— Start of SELECTED EXCERPT —

We implement a basic k-Means algorithm from scratch to compare with CLARANS.

In [None]:
class KMeans:
    """
    K-Means clustering algorithm implementation.
    Used as baseline for comparison with CLARANS.
    """
    
    def __init__(self, n_clusters: int, max_iter: int = 300, random_state: int = None):
        """
        Initialize K-Means clustering algorithm.
        
        Args:
            n_clusters: Number of clusters
            max_iter: Maximum number of iterations
            random_state: Random seed for reproducibility
        """
        self.n_clusters = n_clusters
        self.max_iter = max_iter
        self.random_state = random_state
        
        self.centroids_ = None
        self.labels_ = None
        self.inertia_ = None
        self.n_iter_ = 0
    
    def fit(self, X: np.ndarray) -> 'KMeans':
        """
        Fit K-Means clustering to the data.
        
        Args:
            X: Training data (n_samples x n_features)
        
        Returns:
            self: Fitted KMeans object
        """
        if self.random_state is not None:
            np.random.seed(self.random_state)
        
        n_samples = X.shape[0]
        
        # Initialize centroids randomly
        random_indices = np.random.choice(n_samples, self.n_clusters, replace=False)
        self.centroids_ = X[random_indices].copy()
        
        # Iterate until convergence or max iterations
        for iteration in range(self.max_iter):
            # Assign each point to nearest centroid
            labels = np.zeros(n_samples, dtype=int)
            for i in range(n_samples):
                min_distance = float('inf')
                best_cluster = 0
                
                for j in range(self.n_clusters):
                    distance = euclidean_distance(X[i], self.centroids_[j])
                    if distance < min_distance:
                        min_distance = distance
                        best_cluster = j
                
                labels[i] = best_cluster
            
            # Update centroids
            new_centroids = np.zeros_like(self.centroids_)
            for j in range(self.n_clusters):
                cluster_points = X[labels == j]
                if len(cluster_points) > 0:
                    new_centroids[j] = np.mean(cluster_points, axis=0)
                else:
                    # If cluster is empty, reinitialize randomly
                    new_centroids[j] = X[np.random.choice(n_samples)]
            
            # Check for convergence
            if np.allclose(self.centroids_, new_centroids):
                self.n_iter_ = iteration + 1
                break
            
            self.centroids_ = new_centroids
            self.n_iter_ = iteration + 1
        
        # Final assignment
        self.labels_ = labels
        
        # Calculate inertia (sum of squared distances to centroids)
        self.inertia_ = 0.0
        for i in range(n_samples):
            distance = euclidean_distance(X[i], self.centroids_[self.labels_[i]])
            self.inertia_ += distance ** 2
        
        return self
    
    def predict(self, X: np.ndarray) -> np.ndarray:
        """
        Predict cluster labels for new data points.
        
        Args:
            X: Data to predict (n_samples x n_features)

— End of SELECTED EXCERPT —
— Start of GIVEN ENTRIES —

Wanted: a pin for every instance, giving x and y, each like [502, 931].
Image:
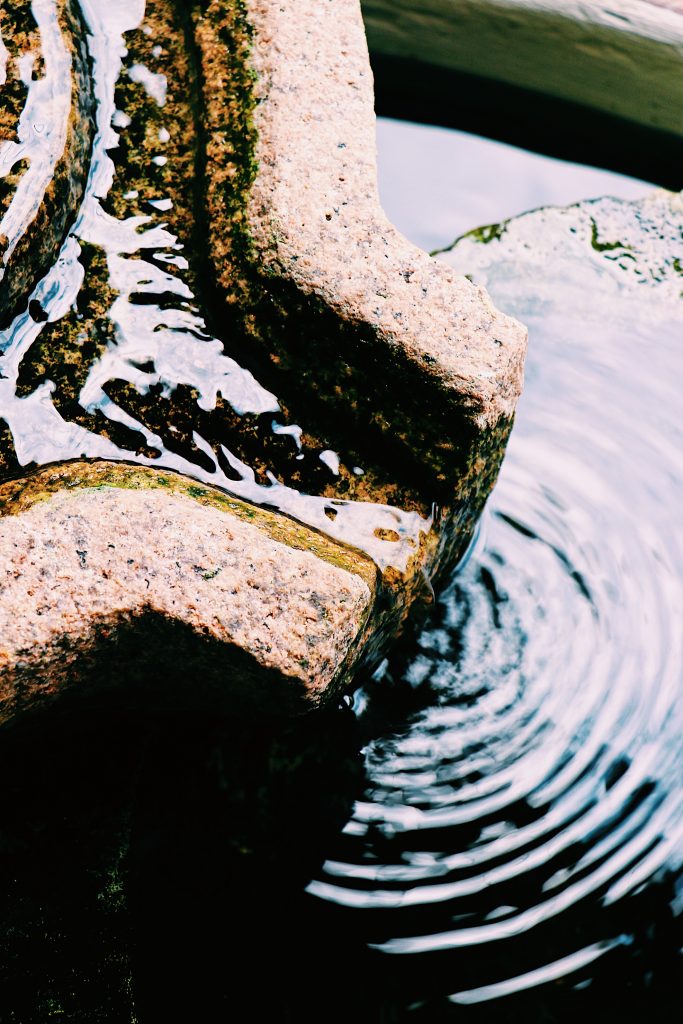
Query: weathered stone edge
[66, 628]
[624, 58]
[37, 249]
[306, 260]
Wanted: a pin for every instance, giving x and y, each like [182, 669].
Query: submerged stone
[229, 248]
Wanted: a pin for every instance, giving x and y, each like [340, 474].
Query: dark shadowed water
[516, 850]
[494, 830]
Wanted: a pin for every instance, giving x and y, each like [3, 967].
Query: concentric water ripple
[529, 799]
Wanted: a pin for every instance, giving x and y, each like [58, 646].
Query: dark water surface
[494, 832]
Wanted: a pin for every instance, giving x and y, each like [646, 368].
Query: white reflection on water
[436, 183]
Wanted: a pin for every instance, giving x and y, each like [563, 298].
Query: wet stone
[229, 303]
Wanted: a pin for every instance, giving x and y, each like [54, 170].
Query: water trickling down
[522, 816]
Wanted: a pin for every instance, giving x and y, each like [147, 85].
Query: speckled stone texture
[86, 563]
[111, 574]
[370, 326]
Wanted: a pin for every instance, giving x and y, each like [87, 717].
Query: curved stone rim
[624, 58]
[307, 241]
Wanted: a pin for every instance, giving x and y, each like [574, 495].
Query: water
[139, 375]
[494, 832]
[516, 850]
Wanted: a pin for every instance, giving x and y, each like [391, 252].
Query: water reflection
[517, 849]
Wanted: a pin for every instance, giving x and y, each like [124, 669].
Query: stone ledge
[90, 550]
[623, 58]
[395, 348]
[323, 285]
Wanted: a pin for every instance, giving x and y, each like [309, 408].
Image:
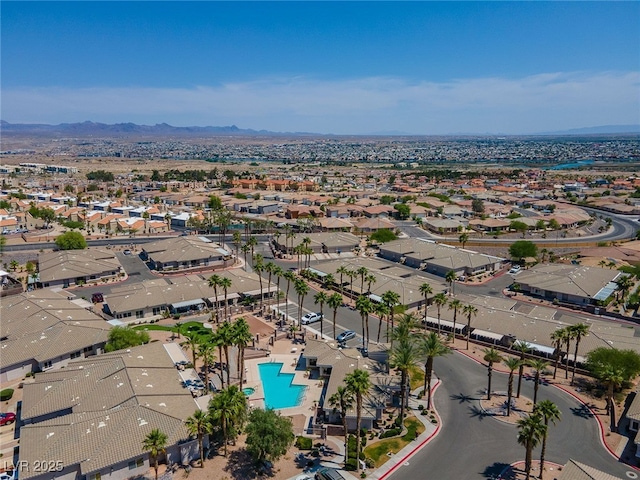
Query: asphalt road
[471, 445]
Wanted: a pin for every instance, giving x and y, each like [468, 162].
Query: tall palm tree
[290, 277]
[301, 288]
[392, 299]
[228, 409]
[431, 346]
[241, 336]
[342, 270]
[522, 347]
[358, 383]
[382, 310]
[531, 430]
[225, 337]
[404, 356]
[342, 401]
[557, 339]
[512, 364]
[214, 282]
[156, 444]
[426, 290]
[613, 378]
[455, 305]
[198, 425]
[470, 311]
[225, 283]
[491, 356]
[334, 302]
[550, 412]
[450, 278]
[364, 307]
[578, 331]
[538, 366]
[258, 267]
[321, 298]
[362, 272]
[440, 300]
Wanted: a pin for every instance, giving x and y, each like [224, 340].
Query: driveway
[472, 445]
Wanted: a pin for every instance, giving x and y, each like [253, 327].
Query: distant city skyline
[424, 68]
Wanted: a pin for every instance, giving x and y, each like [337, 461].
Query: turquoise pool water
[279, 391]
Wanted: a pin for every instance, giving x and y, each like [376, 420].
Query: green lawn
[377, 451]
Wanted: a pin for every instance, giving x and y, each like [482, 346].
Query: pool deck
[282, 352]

— End of GIVEN ENTRIES —

◆ SET OF TASKS
#1 In two sentences, what does the k-Means code excerpt do?
#2 Write out the records from the line containing "like [376, 420]." through the end of the records, inclusive.
These records are unrelated to the text.

◆ SOLUTIONS FOR EACH TASK
#1 The excerpt implements a basic k-Means clustering algorithm from scratch to serve as a baseline for comparison with CLARANS. Its fit method picks random initial centroids and then repeatedly assigns each point to the nearest centroid and recomputes each centroid as the mean of its points, reinitializing empty clusters randomly, until the centroids converge or the maximum number of iterations is reached; it then computes inertia as the sum of squared distances to the centroids.

#2
Wanted: a pin for every instance, giving x and y, each like [376, 420].
Query: green lawn
[377, 451]
Wanted: a pin for every instance, giving x and y, each like [482, 346].
Query: pool deck
[282, 352]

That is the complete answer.